··· SELECTED PASSAGE ···

2.1. Line fault model

The line fault model developed in Simulink is show in Figure 1. The line fault model is used to simulate voltage sag caused by line fault. The line fault model consists of 11 kV, 30 MVA, 50 Hz three-phase source block feeding through 11 kV/0.4 kV, 1 MVA delta/wye transformers to a 10 kW resistive and 100VAR inductive load. There are instantaneous waveform and RMS measurement scopes located at 11 kV and 0.4 kV buses. There are two fault blocks located at the 11 kV bus to simulate line fault and multistage fault. A 0.4 second simulation time is set and ode23tb solver is selected to run the simulation.

Figure 1.

Line fault Simulink model.

This line fault model is capable of simulating various line faults including single line to ground, double line to ground, line-to-line, three phase fault, and multistage. Figure 2 shows voltage sag waveforms caused by a line-to-line fault between phase A and phase B at 11 kV feeder lines at 0.1 to 0.168 seconds. It can be observed that the 11 kV bus experiences two voltage sags at phase A and phase B with different sag magnitude. This is due to high fault resistance of 8 Ω between the two faulted lines. As the voltage sag propagates downstream through the 11 kV/0.4 kV, 1 MVA transformer to the load and the fault type [15] is altered by the delta/wye configuration of the transformer. The unfaulted phase C at 0.4 kV bus experiences a slight voltage swell due to the absent of ground point in the line-to-line fault and high fault resistance.

Figure 2.

Voltage sag and swell caused by line-to-line fault at 11 kV line.

In power quality studies, voltage sag waveform magnitude is commonly presented in RMS waveform and normalized for better visualization. Figure 3 shows the RMS analysis of line-to-line fault voltage sag waveforms in Figure 2. The sag magnitudes for each phase can be clearly visualized. The slight oscillation occurs at the pre- and post-sag and swell is due to the phase shift during fault [16].

Figure 3.

Voltage sag and swell in RMS waveform.

The line fault model is also capable of simulating multistage line faults. The multistage voltage sag is typically due to multiple faults protection relay clearing mechanisms that are not synchronous with each other, thus changing the power system impedance and network configuration leading to multiple stages of voltage sag before fully recovering to its nominal level [17], or the changes of fault or ground impedance during fault. It is sometimes also defined as multiple faults that occur consecutively within a short interval of time and captured within one single record as one event. Figure 4 shows multistage voltage sag instantaneous waveforms caused by double line to ground fault. The fault block is set to simulate fault from 0.1 to 0.168 second with fault impedance of 1 Ω and the multistage fault block is set to simulate fault from 0.168 to 0.3 second with fault impedance of 0.1 Ω. The changes of fault impedance during a fault create a multistage voltage sag power quality disturbance.

Figure 4.

Multistage voltage sag waveform caused by double line to ground fault at 11 kV line.

Figure 5 shows the RMS waveform of multistage voltage sag to better visualize the multistage voltage sag.

Figure 5.

Multistage voltage sag in RMS waveform.

··· DATA SECTION ···

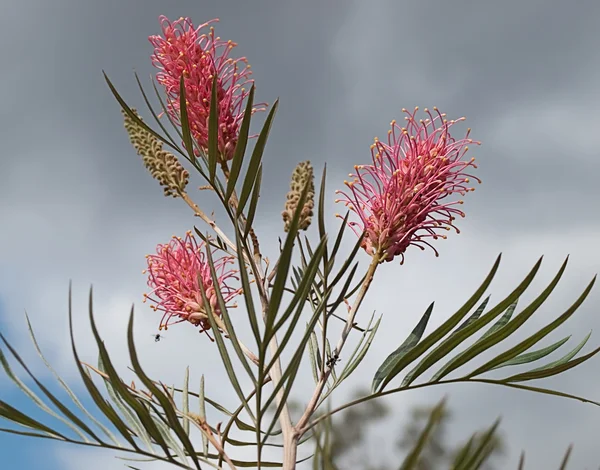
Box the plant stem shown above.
[296,255,380,437]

···

THE PROBLEM: Carry on the passage about the Simulink line fault model, starting right after its last sentence.

REPLY:
2.2. Induction motor starting model

The induction motor starting model is used to simulate voltage sag caused by starting a high-power industry induction motor. The induction motor starting model developed in Simulink is shown in Figure 6. The induction motor starting model can be used to simulate voltage sag caused by induction motor starting, The model consists of a 11 kV, 30 MVA, 50 Hz three-phase source feeder block feeding through 11 kV/0.4 kV, 1 MVA delta/wye transformers, a three-phase breaker as motor starting contactor, a three-phase induction motor, and 10 kW resistive load. There are instantaneous and RMS waveform scopes located at 11 kV and 0.4 kV buses for measurement. Similarly, a 0.4 second simulation time is set and ode23tb solver is selected to run the simulation

Figure 6.

Induction motor starting/load Simulink model.

Figure 7 shows a three-phase voltage sag instantaneous waveform caused by a 75 kW (100 hp) induction motor starting upon closing of motor starting contactor at 0.1 second. The speed of the induction motor during starting is set at 1 rad/sec using the constant block. The voltage sag at 0.4 kV bus propagates upstream through the transformer to the 11 kV feeder bus. The voltage sag can only be noticed at 0.4 kV bus waveform. The voltage sag magnitude reduces as it propagates upstream toward the 11kV feeder where the voltage sag becomes insignificant and not noticeable.

Figure 7.

Voltage sag instantaneous waveform caused by the starting of 75 kW (100 hp) induction motor at 0.4 kV feeder.

Three-phase induction motor starting voltage sag is typically balanced and has a shallow drop up to 15% from its nominal magnitude. The sag magnitude of the induction motor voltage sag is dependent on the induction motor power rating. A higher induction motor power rating leads to a lower sag magnitude. The voltage sag pattern can be visualized clearly in RMS waveform as shown in Figure 8.

Figure 8.

Voltage sag RMS waveform caused by the starting of 75 kW (100 hp) induction motor at 0.4 kV feeder.

2.3. Transformer energizing model

The transformer energizing model developed in Simulink is shown in Figure 9. It is used to simulate voltage sag caused by transformer inrush current and core saturation during energizing. The model consists of an 11 kV, 30 MVA, 50 Hz three-phase source block feeding through a three-phase breaker block to a 11 kV/0. 4kV, 1 MVA saturable core transformer block to a 10 kW resistive and 100 VAR inductive load. The measurements of instantaneous waveform and RMS are located at the 11 kV feeder bus. The simout block is used to store the simulated data for harmonic FFT analysis using the power gui block. This model enables the simulation of voltage sag caused by transformer energizing. The switchgear is set to open at initiate stage and close at 0.06 second during simulation to simulate voltage sag caused by transformer energizing. A 1 second simulation time is set and ode23tb solver is selected to run the simulation. The voltage sag usually takes more than 1 second to rise back to its nominal voltage level.

Figure 9.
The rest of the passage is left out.